DANIEL GREENFIELD: THE OVER REGULATED FAMILY
The Over-Regulated Family Posted By Daniel Greenfield
URL to article: http://frontpagemag.com/2011/07/25/the-overregulated-family/
Forget the crude scribblings of San Francisco anti-circumcision comic Monster Mohel, which missed its original publication date in Berlin by only seven decades, and think about the underlying idea behind the campaign instead. That direct democracy doesn’t mean running the government, it means telling other people how to live their lives. It’s not enough that you can choose how to raise your children, you have to be able to make other families raise them the same way.
There’s something peculiar about a campaign to regulate what happens to children after they are born, in a city where the birth rate has been dropping sharply. San Francisco births are set to fall by 23% over the next decade as it becomes a city where there are more dogs than children.
Last year San Francisco’s board of supervisors voted to ban Happy Meals to win the left’s war on obesity. The measure is not actually named the “Make Kids Miserable in San Francisco” plan, but it might as well be. The War on Happy Meals and the anti-circumcision Monster Mohel come from the same dysfunctional mindset: that it’s regulators, not parents who raise children. It takes a village to raise a child, a village of Ivy League grads who are determined to raise everyone’s children by way of the state.
Ironically, the wealthy white liberals are still having kids in San Francisco. It’s the minority birth rate that’s struggling. Higher tax rates have priced minorities out of this and many of the other trendier cities. African-Americans are leaving San Francisco to find jobs in more affordable parts of the country. The liberal regulatory state that is maintained for the benefit of minorities, in other words, is driving them out. The urban liberal centers are becoming segregated as African-Americans who aspire to raise working families return to the South leaving behind subsidized welfare ghettos.
Studies of America show a country where marriage has become a class issue. In a country that is taxed to death, wealth has become a better predictor of marriage than love. Men and women with college degrees are sixteen percent more likely to marry than those without. The African-American family is vanishing, but the white working class family is in deep trouble too.

-=-=-

### CHALLENGE 1
From the over-regulated family article, copy word for word the part that opens with the words containing "There’s something peculiar" and closes with "dogs than children.".
### CHALLENGE 2
Answer these questions from the over-regulated family article:
(a) By what percentage are San Francisco births set to fall over the next decade?
(b) What did San Francisco's board of supervisors vote to ban last year?
(c) How much more likely to marry are men and women with college degrees than those without?
### CHALLENGE 3
Write the next part of the over-regulated family article, picking up after its last sentence.

### SOURCE MATERIAL
-=-=-

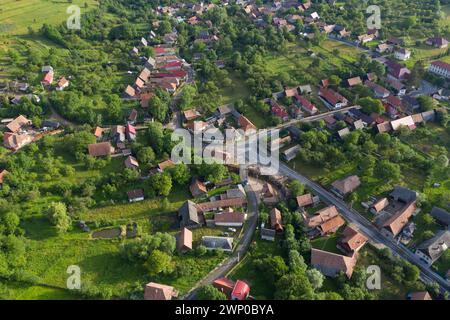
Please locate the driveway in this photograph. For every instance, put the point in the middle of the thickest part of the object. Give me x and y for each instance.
(225, 267)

-=-=-

### EXERCISE RESPONSE 1
There’s something peculiar about a campaign to regulate what happens to children after they are born, in a city where the birth rate has been dropping sharply. San Francisco births are set to fall by 23% over the next decade as it becomes a city where there are more dogs than children.

### EXERCISE RESPONSE 2
(a) 23%
(b) Happy Meals
(c) Sixteen percent

### EXERCISE RESPONSE 3
The American working class family was built on an industrial and manufacturing infrastructure that has been destroyed by regulators in the name of environmental and social justice. And the same activists who so intuitively understood that if you destroy wetlands, the spotted toad cannot survive, refuse to see that when you destroy the main source of working class jobs and raise the regulatory barriers to running a small business, you also destroy the ecosystem on which the working class family depends.
The obsessive regulation of children is a leftover from the days when activists and sociologists insisted that the only way to defeat poverty was through aggressive education and a dose of eugenics. We have plenty of both today, but the war has been going the other way. More Americans are sliding into poverty at the hands of the system created to fight poverty.
The regulatory state is limiting marriage to the well off and limiting children to two categories of parents: the well off and the welfare rolls. The middle class and the working class, which are expected to subsidize the regulatory initiatives of well off leftists and the social benefits of the badly off, are falling into the hole between them. These are not just the majority of the population, they are also the backbone of the country and the protectors of its democracy. In their absence, cities take on the characteristics of failed states, with gated communities divided from ghettos and barrios.
In the eyes of the nanny state, we are all children, especially the children. The helicopter parenting of leftist yuppies translates into regulatory helicopter parenting over the entire population. An elite no longer satisfied with keeping sugary drinks out of their own home wants to ban it from all homes. But the tighter the regulations bind, the fewer children there are to regulate.
The countries with the tightest regulations also have the fewest children. Europe, which regulates children to a degree that most Americans can’t even begin to imagine, is suffering catastrophic fertility failure.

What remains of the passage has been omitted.